▶ TASKS AND EXERCISES
[a] Copy the passage on incompressible solid matter word for word, everything from "Entropy inequality (59)" down to "(53) and (60).".
[b] Arrange the rows as a numbered list, covering everything from the first row down to the line containing "point(466, 492)", both ends included. Leave out blank lines and the pictures.

▶ TEXT BLOCK
>> Start

In order to derive constitutive theory for ${}_s^e{\overline{\sigma }}^{\left(0\right)}$ for incompressible solid matter, we must introduce incompressibility condition in (56). From continuity equation, the velocity field for incompressible matter is divergence free, i.e.,

$\overline{\nabla }\cdot \overline{v}={\overline{D}}_{kk}={\overline{D}}_{kk}{\delta }_{lk}=\delta :\overline{D}=0.$ (57)

If (57) holds, then the following holds too:

$\overline{p}\left(\overline{\theta }\right)\delta :\overline{D}=0$ (58)

in which, $\overline{p}\left(\overline{\theta }\right)$ is a Lagrange multiplier. Adding (58) to (56) and regrouping terms

$\left(\overline{p}\left(\overline{\theta }\right)\delta -{}_s^e{\overline{\sigma }}^{\left(0\right)}\right):\overline{D}-{}_s^d{\overline{\sigma }}^{\left(0\right)}:\overline{D}-\overline{S}:{\overline{D}}^{\left(\alpha \right)}+\frac{\overline{q}\cdot \overline{g}}{\overline{\theta }}-{\overline{m}}^{\left(0\right)}:{}_s^{{}_c{}^r\overline{\Theta }}\overline{J}\le 0$(59)

Entropy inequality (59) holds for arbitrary but admissible $\overline{D}$ , if the coefficient of $\overline{D}$ in the first term in (59) is set to zero, giving:

${}_s^e{\overline{\sigma }}^{\left(0\right)}=\overline{p}\left(\overline{\theta }\right)\delta$ (60)

The reduced form of entropy inequality is given by:

$-{}_s^d{\overline{\sigma }}^{\left(0\right)}:\overline{D}-\overline{S}:{\overline{D}}^{\left(\alpha \right)}-{\overline{m}}^{\left(0\right)}:{}_s^{{}_c{}^r\overline{\Theta }}\overline{J}+\frac{\overline{q}\cdot \overline{g}}{\overline{\theta }}\le 0$(61)

In the Lagrangian description, the constitutive theory for ${}_s^e\sigma$ can be obtained directly from (52), (53) and (60).

${}_s^e{\sigma }^{\left(0\right)}=p\left(\rho ,\theta \right)\delta ;p\left(\rho ,\theta \right)=-{\rho }^2\frac{\partial \Phi }{\partial \rho }\left(\text{compressible}\right)$ (62)

${}_s^e{\sigma }^{\left(0\right)}=p\left(\theta \right)\delta \left(\text{incompressible}\right)$ (63)

The reduced form of entropy inequality in the Lagrangian description follows directly from (61).

>> End

▶ PROVIDED MATERIAL

>> Start

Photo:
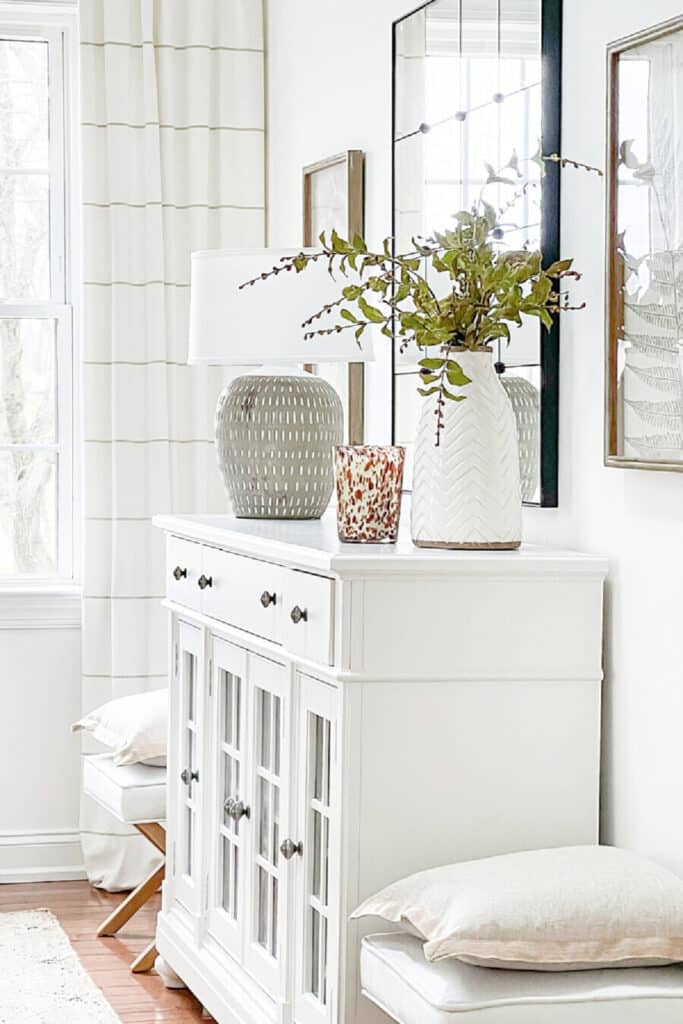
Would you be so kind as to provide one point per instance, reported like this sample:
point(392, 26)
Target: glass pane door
point(230, 815)
point(269, 710)
point(187, 768)
point(315, 921)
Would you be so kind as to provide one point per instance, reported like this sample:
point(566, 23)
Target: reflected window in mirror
point(476, 104)
point(644, 379)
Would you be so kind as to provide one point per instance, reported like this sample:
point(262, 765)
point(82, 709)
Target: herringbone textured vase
point(466, 492)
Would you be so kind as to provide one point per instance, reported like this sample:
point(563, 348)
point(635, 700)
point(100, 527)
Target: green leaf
point(410, 322)
point(456, 375)
point(372, 313)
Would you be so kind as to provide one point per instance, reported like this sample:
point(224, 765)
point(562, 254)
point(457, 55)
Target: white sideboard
point(342, 716)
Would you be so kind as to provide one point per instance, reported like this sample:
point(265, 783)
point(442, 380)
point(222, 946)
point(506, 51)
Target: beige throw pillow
point(134, 728)
point(571, 908)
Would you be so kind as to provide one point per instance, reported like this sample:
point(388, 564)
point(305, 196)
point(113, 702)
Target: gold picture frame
point(334, 197)
point(643, 409)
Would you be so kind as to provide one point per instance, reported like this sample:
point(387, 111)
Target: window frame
point(56, 24)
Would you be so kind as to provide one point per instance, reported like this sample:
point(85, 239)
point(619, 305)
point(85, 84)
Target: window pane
point(24, 122)
point(25, 237)
point(28, 402)
point(28, 513)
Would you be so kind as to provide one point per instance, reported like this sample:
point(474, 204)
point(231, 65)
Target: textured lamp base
point(274, 439)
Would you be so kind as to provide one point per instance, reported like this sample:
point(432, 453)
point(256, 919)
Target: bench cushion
point(132, 793)
point(396, 977)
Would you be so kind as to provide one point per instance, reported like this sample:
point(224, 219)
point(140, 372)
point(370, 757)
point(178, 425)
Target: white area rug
point(41, 978)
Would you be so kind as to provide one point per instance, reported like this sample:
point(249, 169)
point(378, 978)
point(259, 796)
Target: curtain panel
point(172, 105)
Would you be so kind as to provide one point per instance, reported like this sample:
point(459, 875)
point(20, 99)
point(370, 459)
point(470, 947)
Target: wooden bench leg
point(145, 961)
point(132, 903)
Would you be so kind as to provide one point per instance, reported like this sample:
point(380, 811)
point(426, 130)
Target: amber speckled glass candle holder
point(369, 481)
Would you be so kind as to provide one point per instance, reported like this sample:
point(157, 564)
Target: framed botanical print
point(333, 198)
point(644, 246)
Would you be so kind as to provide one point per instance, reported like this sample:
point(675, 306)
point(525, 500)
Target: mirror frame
point(551, 85)
point(613, 283)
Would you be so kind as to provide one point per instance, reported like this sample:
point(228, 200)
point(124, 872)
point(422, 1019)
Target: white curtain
point(173, 160)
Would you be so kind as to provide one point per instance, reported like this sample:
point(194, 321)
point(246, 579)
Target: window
point(36, 304)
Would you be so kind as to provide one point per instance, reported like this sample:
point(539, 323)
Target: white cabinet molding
point(343, 716)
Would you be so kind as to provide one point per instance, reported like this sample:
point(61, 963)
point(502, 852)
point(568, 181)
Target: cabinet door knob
point(236, 809)
point(289, 848)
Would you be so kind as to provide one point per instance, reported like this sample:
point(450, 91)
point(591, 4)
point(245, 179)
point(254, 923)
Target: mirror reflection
point(645, 408)
point(468, 123)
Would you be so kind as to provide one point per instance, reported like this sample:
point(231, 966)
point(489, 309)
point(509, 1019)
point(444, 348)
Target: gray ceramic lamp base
point(274, 439)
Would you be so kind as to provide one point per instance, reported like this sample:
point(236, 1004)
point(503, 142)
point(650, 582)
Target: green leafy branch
point(482, 290)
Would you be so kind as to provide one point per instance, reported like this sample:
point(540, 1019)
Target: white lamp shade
point(262, 324)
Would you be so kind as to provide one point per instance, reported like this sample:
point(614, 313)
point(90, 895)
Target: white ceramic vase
point(466, 491)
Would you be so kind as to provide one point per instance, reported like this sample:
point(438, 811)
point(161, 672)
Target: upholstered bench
point(397, 978)
point(136, 796)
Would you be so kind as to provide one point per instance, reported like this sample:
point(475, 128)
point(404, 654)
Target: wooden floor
point(136, 998)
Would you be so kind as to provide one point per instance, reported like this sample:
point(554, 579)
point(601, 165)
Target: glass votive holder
point(369, 479)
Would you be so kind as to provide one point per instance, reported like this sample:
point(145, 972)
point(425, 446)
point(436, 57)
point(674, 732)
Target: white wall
point(634, 516)
point(40, 694)
point(330, 89)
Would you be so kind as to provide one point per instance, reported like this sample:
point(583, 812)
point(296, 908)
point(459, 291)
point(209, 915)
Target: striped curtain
point(172, 100)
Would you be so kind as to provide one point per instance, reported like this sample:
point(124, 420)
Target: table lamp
point(276, 427)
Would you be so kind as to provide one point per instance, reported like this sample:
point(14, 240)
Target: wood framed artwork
point(644, 247)
point(333, 197)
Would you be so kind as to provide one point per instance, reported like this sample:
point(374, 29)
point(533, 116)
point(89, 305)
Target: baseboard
point(34, 856)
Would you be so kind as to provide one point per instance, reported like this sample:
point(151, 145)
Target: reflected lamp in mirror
point(275, 427)
point(644, 323)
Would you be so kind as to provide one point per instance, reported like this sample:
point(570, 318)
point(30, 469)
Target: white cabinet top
point(313, 545)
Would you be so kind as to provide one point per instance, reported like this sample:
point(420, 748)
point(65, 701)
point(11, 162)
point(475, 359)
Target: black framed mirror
point(476, 105)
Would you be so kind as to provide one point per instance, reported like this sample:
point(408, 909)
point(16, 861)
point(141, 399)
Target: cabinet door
point(229, 815)
point(315, 898)
point(268, 718)
point(185, 769)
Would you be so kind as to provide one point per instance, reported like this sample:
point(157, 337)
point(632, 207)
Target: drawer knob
point(236, 809)
point(289, 848)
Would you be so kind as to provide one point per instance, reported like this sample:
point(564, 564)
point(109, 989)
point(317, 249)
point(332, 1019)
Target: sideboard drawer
point(308, 615)
point(183, 568)
point(245, 593)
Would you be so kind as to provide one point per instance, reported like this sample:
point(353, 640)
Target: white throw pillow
point(134, 728)
point(571, 908)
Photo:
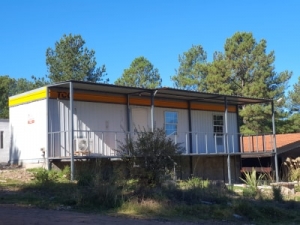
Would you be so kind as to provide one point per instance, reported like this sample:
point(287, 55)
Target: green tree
point(293, 104)
point(10, 86)
point(141, 73)
point(149, 157)
point(192, 70)
point(244, 69)
point(5, 84)
point(70, 60)
point(294, 96)
point(253, 75)
point(218, 78)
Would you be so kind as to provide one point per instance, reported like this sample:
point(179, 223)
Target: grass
point(191, 200)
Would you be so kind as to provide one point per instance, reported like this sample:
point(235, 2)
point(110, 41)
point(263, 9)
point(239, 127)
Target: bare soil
point(24, 215)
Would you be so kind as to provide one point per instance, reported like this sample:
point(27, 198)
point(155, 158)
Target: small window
point(171, 121)
point(218, 128)
point(1, 139)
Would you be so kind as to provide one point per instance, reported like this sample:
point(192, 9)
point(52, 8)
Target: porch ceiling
point(164, 93)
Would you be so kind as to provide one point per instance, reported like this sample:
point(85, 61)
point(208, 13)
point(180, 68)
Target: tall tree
point(70, 60)
point(141, 73)
point(294, 108)
point(5, 84)
point(244, 69)
point(253, 75)
point(218, 78)
point(192, 70)
point(294, 96)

>> End

▶ SOLUTIONS IN ORDER
[a]
Entropy inequality (59) holds for arbitrary but admissible $\overline{D}$ , if the coefficient of $\overline{D}$ in the first term in (59) is set to zero, giving:

${}_s^e{\overline{\sigma }}^{\left(0\right)}=\overline{p}\left(\overline{\theta }\right)\delta$ (60)

The reduced form of entropy inequality is given by:

$-{}_s^d{\overline{\sigma }}^{\left(0\right)}:\overline{D}-\overline{S}:{\overline{D}}^{\left(\alpha \right)}-{\overline{m}}^{\left(0\right)}:{}_s^{{}_c{}^r\overline{\Theta }}\overline{J}+\frac{\overline{q}\cdot \overline{g}}{\overline{\theta }}\le 0$(61)

In the Lagrangian description, the constitutive theory for ${}_s^e\sigma$ can be obtained directly from (52), (53) and (60).

[b]
1. Photo:
2. Would you be so kind as to provide one point per instance, reported like this sample:
3. point(392, 26)
4. Target: glass pane door
5. point(230, 815)
6. point(269, 710)
7. point(187, 768)
8. point(315, 921)
9. Would you be so kind as to provide one point per instance, reported like this sample:
10. point(566, 23)
11. Target: reflected window in mirror
12. point(476, 104)
13. point(644, 379)
14. Would you be so kind as to provide one point per instance, reported like this sample:
15. point(262, 765)
16. point(82, 709)
17. Target: herringbone textured vase
18. point(466, 492)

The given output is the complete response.